- [Text provided]
▼
Maybe I’m going through a PEI wallowing or something, but I just finished the excellent Revenge of the Lobster Lover, by Hilary MacLeod, a reread of Anne of Green Gables by LMM, and a surfing through the music of Gordon Belsher and Richard Wood. I blame the excellent Atlantic Literature course I’m taking through St. Mary’s University and for FREE through the library. It’s taught by Alexander MacLeod, son of Alistair, both of them atlantic literary lions. I feel awash in Atlantic literature, and I like it, I like it!

We’re starting on the journals of Lucy Maud Montgomery and I can hardly wait. I’ve had a glimpse of the woman through Anne and Emily, but I want to know more. I want to hear her history, understand how she was able to write, survive and thrive in the time she lived in PEI, an unusual woman as she was.

It’s funny wanting to know authors. In a way, they don’t really exist for the reader – it is what they put on paper that matters. They can be horrible nasty people and still write words of gold. They can be horrible drunks and write soberly of the challenges of life. They can be calm and sweet as milquetoasts and write gruesome murders. Does it matter? Hard to say.
▲
- [Provided records]
▼
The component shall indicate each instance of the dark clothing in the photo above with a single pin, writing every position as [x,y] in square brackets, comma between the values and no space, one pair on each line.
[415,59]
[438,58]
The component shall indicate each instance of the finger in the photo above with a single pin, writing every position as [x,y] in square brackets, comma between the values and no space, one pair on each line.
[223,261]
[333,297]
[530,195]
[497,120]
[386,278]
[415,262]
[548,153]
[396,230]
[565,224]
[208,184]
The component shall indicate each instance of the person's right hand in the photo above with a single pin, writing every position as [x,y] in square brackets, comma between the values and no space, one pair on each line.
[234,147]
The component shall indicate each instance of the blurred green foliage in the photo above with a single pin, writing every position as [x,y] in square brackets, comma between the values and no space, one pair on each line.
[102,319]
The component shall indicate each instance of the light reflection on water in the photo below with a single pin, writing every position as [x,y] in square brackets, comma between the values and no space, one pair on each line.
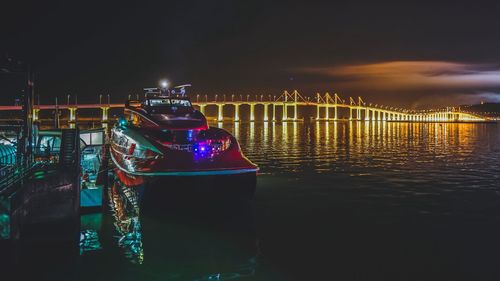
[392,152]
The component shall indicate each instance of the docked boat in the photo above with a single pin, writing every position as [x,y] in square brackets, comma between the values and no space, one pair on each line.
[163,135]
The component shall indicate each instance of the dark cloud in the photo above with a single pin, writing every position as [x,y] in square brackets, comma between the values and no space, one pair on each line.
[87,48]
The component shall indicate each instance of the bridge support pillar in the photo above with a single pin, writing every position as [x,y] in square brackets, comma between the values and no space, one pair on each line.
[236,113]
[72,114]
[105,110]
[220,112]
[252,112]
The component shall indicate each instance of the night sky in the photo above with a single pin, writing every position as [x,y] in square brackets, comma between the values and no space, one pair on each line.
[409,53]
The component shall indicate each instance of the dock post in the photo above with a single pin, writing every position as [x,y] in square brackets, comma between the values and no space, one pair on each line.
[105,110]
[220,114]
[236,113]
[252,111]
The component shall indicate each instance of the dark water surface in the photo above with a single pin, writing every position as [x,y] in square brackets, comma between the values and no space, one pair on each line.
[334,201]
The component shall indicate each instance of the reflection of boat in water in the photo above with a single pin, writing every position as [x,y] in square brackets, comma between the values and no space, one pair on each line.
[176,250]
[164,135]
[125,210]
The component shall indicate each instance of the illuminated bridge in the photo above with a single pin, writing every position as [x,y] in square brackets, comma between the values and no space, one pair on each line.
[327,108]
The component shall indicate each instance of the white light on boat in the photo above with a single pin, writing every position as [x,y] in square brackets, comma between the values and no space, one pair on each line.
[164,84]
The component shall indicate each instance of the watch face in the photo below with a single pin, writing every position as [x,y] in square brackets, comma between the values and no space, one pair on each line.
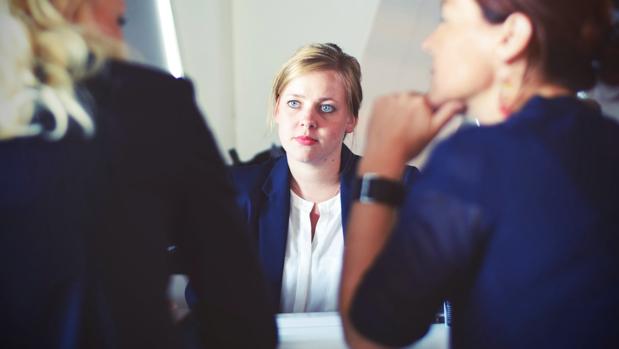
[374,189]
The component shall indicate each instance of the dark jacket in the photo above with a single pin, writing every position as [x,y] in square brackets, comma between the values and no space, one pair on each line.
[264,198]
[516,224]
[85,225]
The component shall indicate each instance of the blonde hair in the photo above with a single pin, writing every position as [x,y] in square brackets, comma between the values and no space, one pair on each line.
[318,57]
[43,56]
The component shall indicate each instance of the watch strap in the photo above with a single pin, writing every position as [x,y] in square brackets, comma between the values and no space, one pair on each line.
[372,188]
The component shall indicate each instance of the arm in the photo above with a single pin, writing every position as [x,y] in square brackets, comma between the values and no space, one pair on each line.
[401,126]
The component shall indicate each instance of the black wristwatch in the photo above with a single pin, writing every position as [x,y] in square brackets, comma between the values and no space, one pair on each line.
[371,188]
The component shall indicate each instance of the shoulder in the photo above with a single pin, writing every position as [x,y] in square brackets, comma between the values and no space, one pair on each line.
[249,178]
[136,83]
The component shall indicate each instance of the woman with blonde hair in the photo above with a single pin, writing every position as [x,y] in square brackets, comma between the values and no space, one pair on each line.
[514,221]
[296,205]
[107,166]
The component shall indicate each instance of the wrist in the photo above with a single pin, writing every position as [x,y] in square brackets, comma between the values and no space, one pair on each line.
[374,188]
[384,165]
▲
▼
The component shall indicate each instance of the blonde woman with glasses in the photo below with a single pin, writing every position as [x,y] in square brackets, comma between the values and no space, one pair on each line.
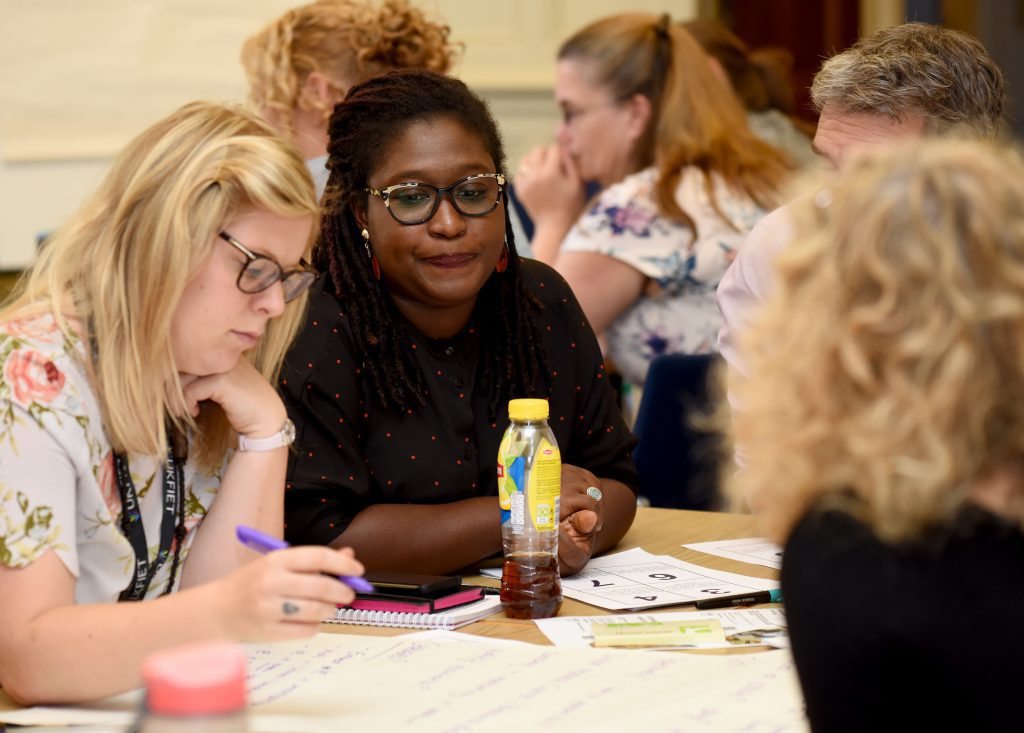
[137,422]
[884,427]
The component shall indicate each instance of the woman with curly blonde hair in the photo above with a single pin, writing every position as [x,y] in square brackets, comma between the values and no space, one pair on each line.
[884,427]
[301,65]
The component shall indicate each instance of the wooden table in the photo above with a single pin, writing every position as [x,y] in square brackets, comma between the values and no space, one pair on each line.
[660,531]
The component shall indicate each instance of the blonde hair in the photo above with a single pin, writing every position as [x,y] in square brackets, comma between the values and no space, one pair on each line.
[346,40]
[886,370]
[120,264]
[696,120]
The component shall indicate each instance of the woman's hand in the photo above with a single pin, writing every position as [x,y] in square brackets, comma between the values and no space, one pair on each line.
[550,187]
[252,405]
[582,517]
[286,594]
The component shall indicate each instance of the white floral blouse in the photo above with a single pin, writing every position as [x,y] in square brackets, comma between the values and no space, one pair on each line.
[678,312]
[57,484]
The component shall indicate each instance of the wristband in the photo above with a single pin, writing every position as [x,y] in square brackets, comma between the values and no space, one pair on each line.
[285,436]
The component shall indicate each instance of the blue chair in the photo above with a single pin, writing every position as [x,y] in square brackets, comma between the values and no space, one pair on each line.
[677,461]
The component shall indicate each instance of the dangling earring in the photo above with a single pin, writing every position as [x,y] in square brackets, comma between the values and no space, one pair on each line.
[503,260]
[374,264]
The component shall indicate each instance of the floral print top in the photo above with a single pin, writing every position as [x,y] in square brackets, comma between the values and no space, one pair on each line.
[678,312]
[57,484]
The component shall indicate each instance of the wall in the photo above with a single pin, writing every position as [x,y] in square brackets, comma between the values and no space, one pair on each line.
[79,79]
▲
- [Work to do]
Extend the post about reading Atlantic literature, picking up right after its final sentence. The records were taken from an unrelated source.

- [The result]
But there’s something about Lucy. Perhaps it was her enduring characters, perhaps it is the rumours of her sadness and battling with depression, of her sad marriage, of her purported suicide. Her life, spent telling stories of success against adversity, was pretty full of adversity on its own. I feel for her, and through her stories, especially as I reread them now, as a cynical, somewhat saddened adult.

Having moved to the shore and as I gradually absorb it into myself, the salt, the culture, the music, I want to know more about the people who live and  lived here. Lucy is one I’ve always wanted to know. So I’m diving into her journals to try.